In the forum thread about removing a discontinuity, reproduce word for word the passage from "There's clearly a" to "the extended function?".

Excerpt provided
## Begin
# Thread: Calc hmwk- extend the fucntion and remove discontinuity

1. ## Calc hmwk- extend the fucntion and remove discontinuity

I don't understand how to remove the discontinuity on this problem:

(x-4)/( (sq. root of x) - 2), x=4

2. Hello,
Originally Posted by h4hv4hd4si4n
I don't understand how to remove the discontinuity on this problem:

(x-4)/( (sq. root of x) - 2), x=4

Let $\displaystyle f(x)=\frac{x-4}{\sqrt{x}-2}$

There's clearly a discontinuity at x=4.

Now, if you find out that $\displaystyle \lim_{x \to 4^+} f(x)=\lim_{x \to 4^-} f(x)=L$, then you can define the function g :

$\displaystyle g(x)=\left\{\begin{array}{ll} f(x) \quad \forall x \neq 4 \\ L \quad \text{for } x=4 \end{array} \right.$

This removed the discontinuity

3. I'm sorry, I don't think I asked the right question, here goes: is x=4 the extended function?
## End
Data extract
## Begin
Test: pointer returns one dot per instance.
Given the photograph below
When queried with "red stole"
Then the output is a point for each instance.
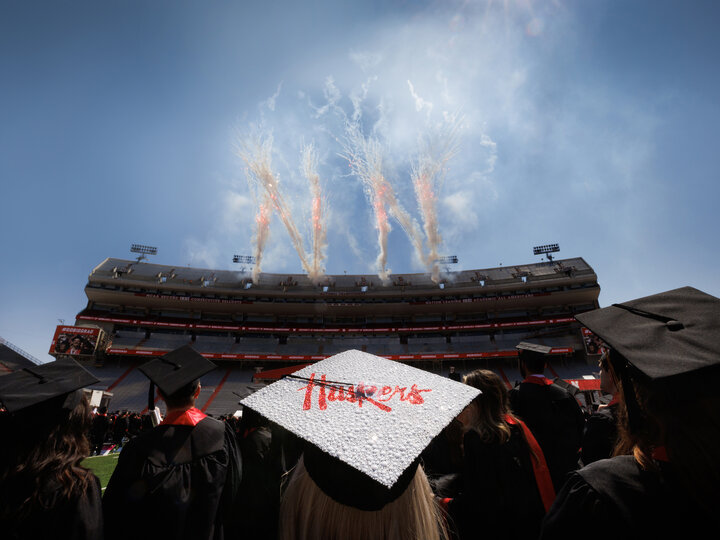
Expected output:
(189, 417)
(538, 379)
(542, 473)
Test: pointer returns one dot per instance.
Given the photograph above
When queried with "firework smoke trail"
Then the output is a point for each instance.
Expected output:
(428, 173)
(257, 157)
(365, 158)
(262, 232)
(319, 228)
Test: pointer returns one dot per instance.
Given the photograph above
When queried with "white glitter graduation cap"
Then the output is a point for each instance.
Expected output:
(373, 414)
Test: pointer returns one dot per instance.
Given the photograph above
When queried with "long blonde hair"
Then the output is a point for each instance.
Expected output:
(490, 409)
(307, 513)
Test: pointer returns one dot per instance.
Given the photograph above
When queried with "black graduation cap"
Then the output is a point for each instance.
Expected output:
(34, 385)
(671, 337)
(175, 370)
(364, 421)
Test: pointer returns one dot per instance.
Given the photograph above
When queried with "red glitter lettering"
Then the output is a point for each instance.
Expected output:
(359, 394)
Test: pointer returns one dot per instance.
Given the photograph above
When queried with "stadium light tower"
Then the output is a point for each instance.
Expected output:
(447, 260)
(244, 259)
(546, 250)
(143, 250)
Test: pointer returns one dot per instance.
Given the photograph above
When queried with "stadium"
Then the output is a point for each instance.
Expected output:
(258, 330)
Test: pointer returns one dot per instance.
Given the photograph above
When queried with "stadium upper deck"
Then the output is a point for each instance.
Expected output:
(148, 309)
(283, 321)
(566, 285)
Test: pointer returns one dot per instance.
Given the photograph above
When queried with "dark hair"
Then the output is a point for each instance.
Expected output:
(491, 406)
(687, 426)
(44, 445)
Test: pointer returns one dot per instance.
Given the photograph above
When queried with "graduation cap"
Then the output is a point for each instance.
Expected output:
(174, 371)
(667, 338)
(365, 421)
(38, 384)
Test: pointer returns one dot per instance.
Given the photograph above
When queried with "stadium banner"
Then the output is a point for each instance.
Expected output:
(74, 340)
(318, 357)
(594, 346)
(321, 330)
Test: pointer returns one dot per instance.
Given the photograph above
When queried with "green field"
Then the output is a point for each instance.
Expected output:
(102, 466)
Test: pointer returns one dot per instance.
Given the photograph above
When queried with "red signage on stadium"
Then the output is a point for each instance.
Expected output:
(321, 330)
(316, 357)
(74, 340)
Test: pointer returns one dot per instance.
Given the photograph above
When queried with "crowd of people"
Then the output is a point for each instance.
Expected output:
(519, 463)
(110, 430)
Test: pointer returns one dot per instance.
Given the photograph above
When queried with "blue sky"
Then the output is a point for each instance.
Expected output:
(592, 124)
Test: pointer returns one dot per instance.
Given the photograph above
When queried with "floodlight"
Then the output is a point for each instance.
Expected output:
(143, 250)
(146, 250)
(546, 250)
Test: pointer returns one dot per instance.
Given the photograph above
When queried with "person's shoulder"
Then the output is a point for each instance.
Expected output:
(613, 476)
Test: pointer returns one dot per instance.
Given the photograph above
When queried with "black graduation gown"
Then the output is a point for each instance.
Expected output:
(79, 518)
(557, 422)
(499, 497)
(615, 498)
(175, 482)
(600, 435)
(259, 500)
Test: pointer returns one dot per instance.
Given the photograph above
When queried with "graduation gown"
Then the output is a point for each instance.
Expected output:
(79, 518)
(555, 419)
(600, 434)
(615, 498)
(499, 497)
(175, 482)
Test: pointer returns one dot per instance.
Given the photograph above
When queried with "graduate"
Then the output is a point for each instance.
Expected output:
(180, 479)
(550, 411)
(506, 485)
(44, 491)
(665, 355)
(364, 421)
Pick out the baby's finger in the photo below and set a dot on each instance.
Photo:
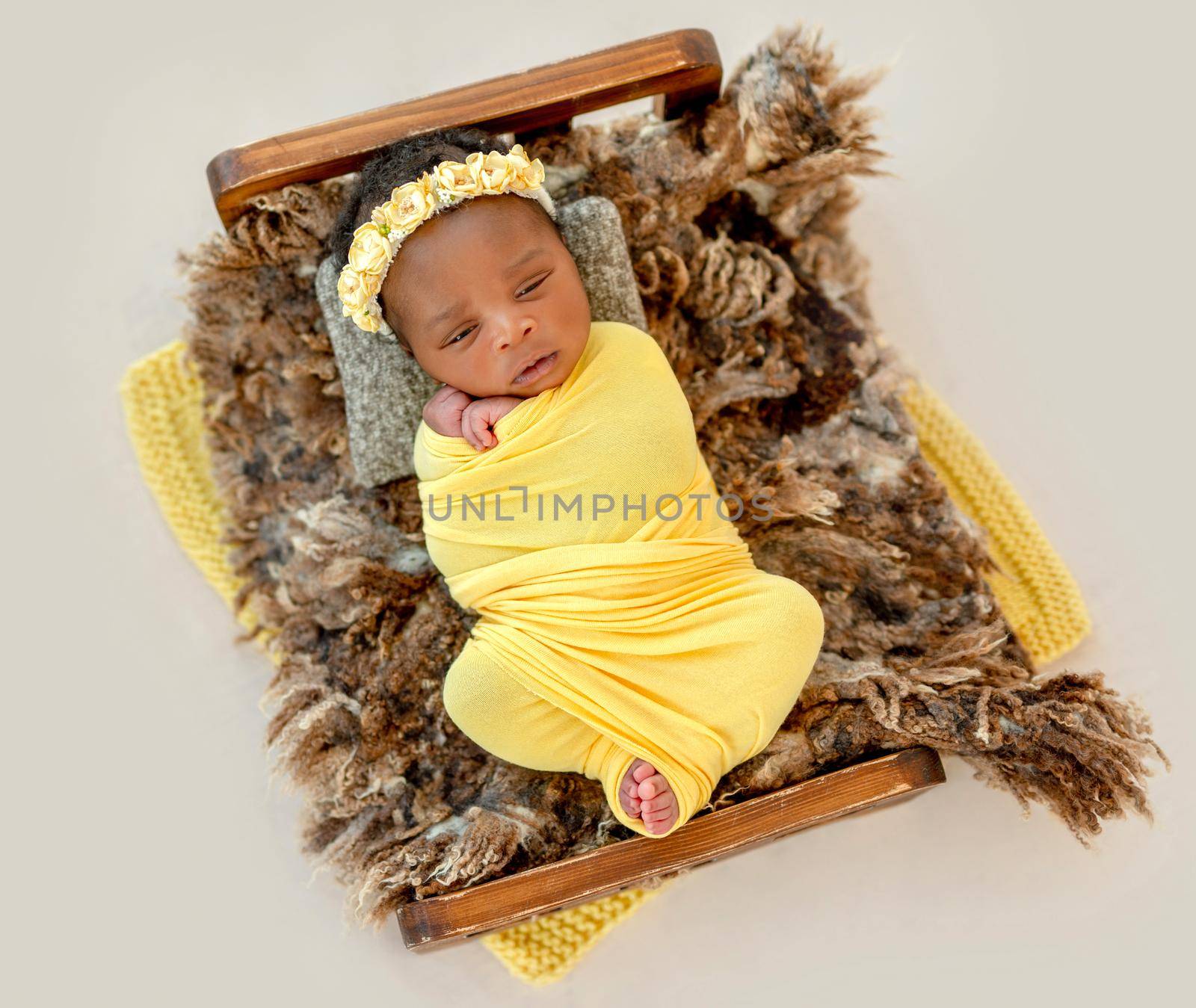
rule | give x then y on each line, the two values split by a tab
## End
Task solution
There's clearly a discontinuity at x=4.

Now, if you find out that $\displaystyle \lim_{x \to 4^+} f(x)=\lim_{x \to 4^-} f(x)=L$, then you can define the function g :

$\displaystyle g(x)=\left\{\begin{array}{ll} f(x) \quad \forall x \neq 4 \\ L \quad \text{for } x=4 \end{array} \right.$

This removed the discontinuity

3. I'm sorry, I don't think I asked the right question, here goes: is x=4 the extended function?